→ Work order: Set down exactly the lines that run from the line with "[mark] black tire" to the end of the data, and nothing else.

→ Given data:
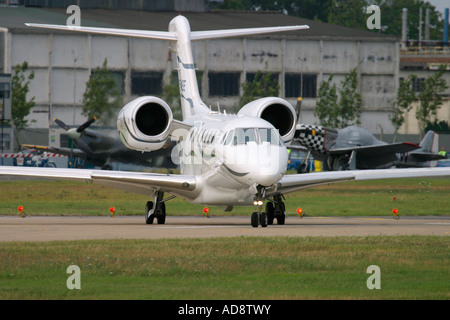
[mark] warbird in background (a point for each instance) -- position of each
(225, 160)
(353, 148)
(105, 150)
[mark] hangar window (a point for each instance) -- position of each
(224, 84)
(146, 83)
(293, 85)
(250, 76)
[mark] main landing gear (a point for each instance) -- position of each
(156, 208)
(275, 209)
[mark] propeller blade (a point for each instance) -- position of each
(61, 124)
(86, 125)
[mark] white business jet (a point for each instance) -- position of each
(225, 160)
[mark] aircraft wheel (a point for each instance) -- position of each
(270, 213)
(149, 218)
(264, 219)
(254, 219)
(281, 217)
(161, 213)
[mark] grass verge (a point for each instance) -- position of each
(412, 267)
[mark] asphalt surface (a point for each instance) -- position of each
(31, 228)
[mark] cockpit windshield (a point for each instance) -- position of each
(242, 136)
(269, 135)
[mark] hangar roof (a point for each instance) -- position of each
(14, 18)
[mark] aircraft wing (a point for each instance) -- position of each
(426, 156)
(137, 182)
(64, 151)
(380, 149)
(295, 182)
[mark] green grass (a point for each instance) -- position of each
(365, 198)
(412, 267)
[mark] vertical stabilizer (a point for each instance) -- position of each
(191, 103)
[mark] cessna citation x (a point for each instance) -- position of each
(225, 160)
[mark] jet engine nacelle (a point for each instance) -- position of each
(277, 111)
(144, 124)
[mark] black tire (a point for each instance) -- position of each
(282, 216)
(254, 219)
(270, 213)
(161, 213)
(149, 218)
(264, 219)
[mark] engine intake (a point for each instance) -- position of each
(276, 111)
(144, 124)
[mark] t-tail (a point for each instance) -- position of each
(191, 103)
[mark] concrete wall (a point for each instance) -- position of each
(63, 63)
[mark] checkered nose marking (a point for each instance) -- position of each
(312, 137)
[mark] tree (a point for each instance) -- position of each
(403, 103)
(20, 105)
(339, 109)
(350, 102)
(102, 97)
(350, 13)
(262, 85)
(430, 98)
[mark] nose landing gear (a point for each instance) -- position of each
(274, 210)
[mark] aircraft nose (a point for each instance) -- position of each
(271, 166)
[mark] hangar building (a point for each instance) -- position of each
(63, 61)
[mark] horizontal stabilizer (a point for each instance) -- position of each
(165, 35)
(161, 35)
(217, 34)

→ Output for this exercise:
[mark] black tire (a point for each instance) -- position of each
(282, 216)
(254, 219)
(270, 213)
(161, 213)
(149, 218)
(264, 219)
[mark] engine intake (a point for each instance) -- position of each
(276, 111)
(144, 124)
[mark] t-tail (a point for each instance) -- position of each
(191, 103)
[mark] concrete wall (a point for each instance) -- position of each
(63, 63)
[mark] checkered nose marking (a point for each instance) -- position of each
(312, 137)
[mark] tree (a point for each instance) -- position of each
(403, 103)
(20, 105)
(339, 109)
(350, 102)
(102, 97)
(350, 13)
(262, 85)
(430, 98)
[mark] nose landing gear (a point for each instance) -- position of each
(274, 210)
[mark] aircraft nose (a point for each instance) -- position of each
(271, 166)
[mark] hangar building (a point for each instance) -- position of each
(63, 61)
[mark] horizontal stabilizer (a point for each instance) -- position of each
(165, 35)
(161, 35)
(217, 34)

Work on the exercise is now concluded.